ASSIGNED TASK: Repeat the data as given. Images do not go in the copy.

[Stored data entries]
++++++++

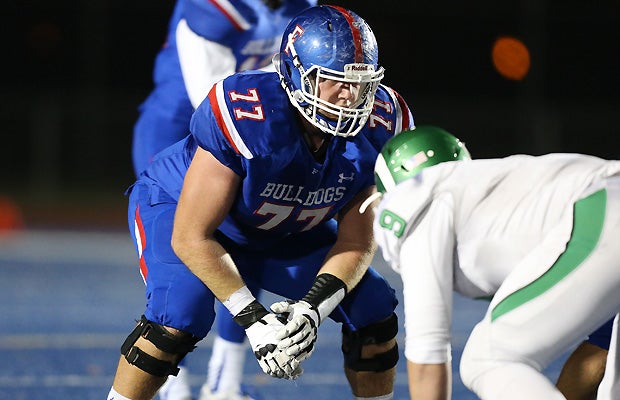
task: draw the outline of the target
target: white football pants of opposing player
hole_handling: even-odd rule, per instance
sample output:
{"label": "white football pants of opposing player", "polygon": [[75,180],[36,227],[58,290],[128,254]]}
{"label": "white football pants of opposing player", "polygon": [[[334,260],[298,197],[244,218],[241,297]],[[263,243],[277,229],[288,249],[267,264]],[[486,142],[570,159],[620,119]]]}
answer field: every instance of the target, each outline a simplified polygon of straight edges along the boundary
{"label": "white football pants of opposing player", "polygon": [[[606,203],[603,203],[606,205],[593,208],[599,210],[599,214],[604,213],[600,215],[600,237],[598,242],[594,238],[596,245],[593,250],[584,251],[583,246],[587,243],[581,240],[592,238],[579,237],[580,231],[589,230],[590,215],[588,212],[576,215],[573,237],[564,253],[558,254],[555,250],[555,255],[550,254],[550,249],[563,246],[558,242],[561,235],[551,232],[506,278],[484,319],[472,331],[463,352],[460,371],[463,383],[481,399],[564,399],[540,371],[620,310],[620,178],[609,178],[603,184],[604,187],[599,184],[590,188],[580,200],[587,202],[592,193],[606,190]],[[578,218],[581,228],[577,227]],[[539,294],[523,302],[513,296],[519,289],[541,281],[543,263],[555,267],[562,258],[574,262],[580,254],[584,259],[576,268],[562,279],[551,280],[546,286],[539,287]],[[544,269],[548,270],[553,268]],[[511,296],[510,300],[517,303],[514,308],[501,315],[497,310],[494,312]],[[617,342],[618,318],[615,324],[612,340]],[[611,380],[607,393],[611,393],[613,386],[617,391],[617,357],[615,343],[608,357],[608,366],[614,369],[613,376],[607,377]],[[612,398],[617,400],[620,396],[599,397]]]}

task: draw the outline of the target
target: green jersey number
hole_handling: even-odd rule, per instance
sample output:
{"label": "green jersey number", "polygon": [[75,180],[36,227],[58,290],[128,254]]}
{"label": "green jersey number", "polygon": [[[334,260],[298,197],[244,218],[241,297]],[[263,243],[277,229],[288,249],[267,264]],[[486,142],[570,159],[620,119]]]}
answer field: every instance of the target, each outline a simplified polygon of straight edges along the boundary
{"label": "green jersey number", "polygon": [[386,228],[394,232],[394,236],[399,238],[405,233],[407,221],[390,210],[383,210],[379,216],[379,224],[382,228]]}

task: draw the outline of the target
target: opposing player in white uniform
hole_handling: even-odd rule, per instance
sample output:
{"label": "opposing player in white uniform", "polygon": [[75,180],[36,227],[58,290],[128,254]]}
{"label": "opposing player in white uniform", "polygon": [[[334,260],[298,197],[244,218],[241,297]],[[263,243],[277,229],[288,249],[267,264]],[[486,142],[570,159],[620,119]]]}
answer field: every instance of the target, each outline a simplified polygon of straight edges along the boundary
{"label": "opposing player in white uniform", "polygon": [[492,296],[463,383],[482,399],[563,399],[541,370],[620,309],[620,162],[470,160],[454,136],[418,127],[388,141],[375,175],[375,237],[403,281],[411,398],[450,397],[456,291]]}

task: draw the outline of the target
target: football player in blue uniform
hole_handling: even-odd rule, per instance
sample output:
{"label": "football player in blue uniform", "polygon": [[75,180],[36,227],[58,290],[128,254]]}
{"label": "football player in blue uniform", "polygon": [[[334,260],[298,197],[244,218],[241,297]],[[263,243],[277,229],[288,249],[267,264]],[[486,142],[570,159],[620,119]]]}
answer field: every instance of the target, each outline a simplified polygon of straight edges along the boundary
{"label": "football player in blue uniform", "polygon": [[[300,13],[274,62],[277,73],[219,81],[191,135],[130,190],[147,304],[108,399],[152,398],[211,329],[216,299],[265,373],[299,376],[329,317],[342,324],[353,396],[393,397],[397,298],[369,266],[373,216],[358,210],[374,191],[377,154],[413,127],[411,112],[380,85],[374,34],[352,11]],[[292,300],[269,311],[248,285]]]}
{"label": "football player in blue uniform", "polygon": [[[216,81],[247,69],[273,70],[271,59],[288,22],[313,5],[316,0],[179,0],[155,61],[155,87],[134,126],[136,176],[157,152],[187,136],[194,109]],[[216,325],[219,336],[200,400],[249,400],[248,387],[241,386],[245,332],[225,309]],[[191,400],[188,373],[181,366],[160,389],[160,400]]]}
{"label": "football player in blue uniform", "polygon": [[155,59],[154,89],[134,127],[134,171],[189,133],[211,86],[235,72],[273,68],[290,19],[316,0],[178,0]]}

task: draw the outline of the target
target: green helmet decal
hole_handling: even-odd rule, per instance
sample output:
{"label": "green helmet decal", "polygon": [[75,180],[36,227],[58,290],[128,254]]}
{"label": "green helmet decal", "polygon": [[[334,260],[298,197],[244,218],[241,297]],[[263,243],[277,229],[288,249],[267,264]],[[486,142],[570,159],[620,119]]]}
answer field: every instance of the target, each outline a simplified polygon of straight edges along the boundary
{"label": "green helmet decal", "polygon": [[436,126],[403,131],[385,143],[375,163],[375,183],[381,193],[446,161],[470,160],[465,144]]}

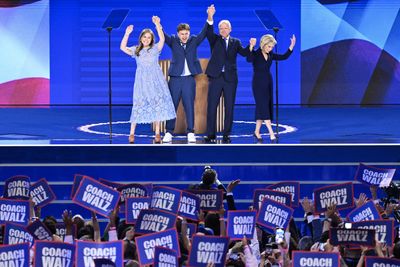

++++++++

RESPONSE TO THIS TASK:
task: draw the outline of the target
target: white football pants of opposing player
hole_handling: even-odd rule, per instance
sample output:
{"label": "white football pants of opposing player", "polygon": [[75,180],[36,227],[58,290],[128,254]]}
{"label": "white football pants of opposing player", "polygon": [[[334,260],[298,197],[244,218],[241,297]],[[263,243],[277,229],[288,249],[267,264]],[[486,142],[570,159],[620,119]]]}
answer field: every instance of the target, each outline a simplified polygon of straight edges along the boundary
{"label": "white football pants of opposing player", "polygon": [[[606,203],[603,203],[606,205],[593,208],[599,210],[599,214],[604,213],[600,215],[600,237],[598,242],[594,238],[596,245],[593,250],[584,251],[583,246],[587,243],[581,240],[592,238],[579,237],[580,231],[589,230],[590,215],[588,212],[576,215],[573,237],[564,253],[558,254],[555,250],[555,255],[550,254],[550,249],[563,246],[558,242],[561,235],[551,232],[506,278],[484,319],[472,331],[463,352],[460,371],[463,383],[481,399],[564,399],[540,371],[620,310],[620,178],[609,178],[603,184],[604,187],[599,184],[590,188],[580,200],[587,202],[592,193],[606,190]],[[578,218],[581,228],[577,227]],[[539,294],[523,302],[513,296],[519,289],[541,281],[543,263],[555,267],[562,258],[574,262],[580,254],[584,259],[576,268],[562,279],[551,280],[546,286],[539,287]],[[544,269],[548,270],[553,268]],[[511,296],[510,300],[517,303],[514,308],[501,315],[497,310],[494,312]],[[617,342],[618,318],[615,324],[612,340]],[[611,380],[607,393],[611,393],[613,386],[617,391],[617,357],[615,343],[608,357],[608,366],[614,369],[613,376],[607,377]],[[612,398],[617,400],[620,396],[599,397]]]}

task: draw the outline of the target
target: green jersey number
hole_handling: even-odd rule, per instance
sample output:
{"label": "green jersey number", "polygon": [[75,180],[36,227],[58,290],[128,254]]}
{"label": "green jersey number", "polygon": [[[334,260],[298,197],[244,218],[241,297]],[[263,243],[277,229],[288,249],[267,264]],[[486,142],[570,159],[620,119]]]}
answer field: every instance of the target, each outline a simplified polygon of straight edges along the boundary
{"label": "green jersey number", "polygon": [[386,228],[394,232],[394,236],[399,238],[405,233],[407,221],[390,210],[383,210],[379,216],[379,224],[382,228]]}

task: draw the outline of the target
target: opposing player in white uniform
hole_handling: even-odd rule, per instance
sample output:
{"label": "opposing player in white uniform", "polygon": [[75,180],[36,227],[58,290],[128,254]]}
{"label": "opposing player in white uniform", "polygon": [[[334,260],[298,197],[244,218],[241,297]],[[263,243],[277,229],[288,249],[267,264]],[[486,142],[570,159],[620,119]]]}
answer field: every instance of the target, each outline a simplified polygon of straight edges along the boundary
{"label": "opposing player in white uniform", "polygon": [[492,296],[463,383],[482,399],[563,399],[541,370],[620,309],[620,162],[470,160],[454,136],[418,127],[388,141],[375,175],[375,237],[403,281],[411,398],[450,397],[456,291]]}

task: draw the outline of the target
target: football player in blue uniform
hole_handling: even-odd rule, per instance
sample output:
{"label": "football player in blue uniform", "polygon": [[75,180],[36,227],[58,290],[128,254]]}
{"label": "football player in blue uniform", "polygon": [[[334,260],[298,197],[244,218],[241,297]],[[263,243],[277,229],[288,249],[267,264]],[[486,142],[570,159],[620,119]]]}
answer field: every instance of the target, each outline a simplified polygon of straight edges along the boundary
{"label": "football player in blue uniform", "polygon": [[[300,13],[274,62],[277,73],[219,81],[191,135],[130,190],[147,304],[108,399],[152,398],[211,329],[216,299],[265,373],[299,376],[329,317],[342,324],[353,396],[393,397],[397,298],[369,266],[373,216],[358,210],[374,191],[377,154],[413,127],[411,112],[380,85],[374,34],[352,11]],[[292,300],[269,311],[248,285]]]}
{"label": "football player in blue uniform", "polygon": [[[216,81],[247,69],[273,70],[271,59],[288,22],[313,5],[316,0],[179,0],[155,61],[155,87],[134,126],[136,176],[157,152],[187,136],[194,109]],[[216,325],[219,336],[200,400],[249,400],[248,387],[241,386],[245,332],[225,309]],[[191,400],[188,373],[181,366],[160,389],[160,400]]]}
{"label": "football player in blue uniform", "polygon": [[155,59],[154,89],[134,127],[134,171],[189,133],[211,86],[235,72],[273,68],[290,19],[316,0],[178,0]]}

task: draw the outline of the target
target: green helmet decal
hole_handling: even-odd rule, per instance
sample output:
{"label": "green helmet decal", "polygon": [[75,180],[36,227],[58,290],[128,254]]}
{"label": "green helmet decal", "polygon": [[[334,260],[298,197],[244,218],[241,297]],[[263,243],[277,229],[288,249],[267,264]],[[486,142],[570,159],[620,119]]]}
answer field: every instance of the target, each outline a simplified polygon of straight edges along the boundary
{"label": "green helmet decal", "polygon": [[436,126],[403,131],[385,143],[375,163],[375,183],[381,193],[446,161],[470,160],[465,144]]}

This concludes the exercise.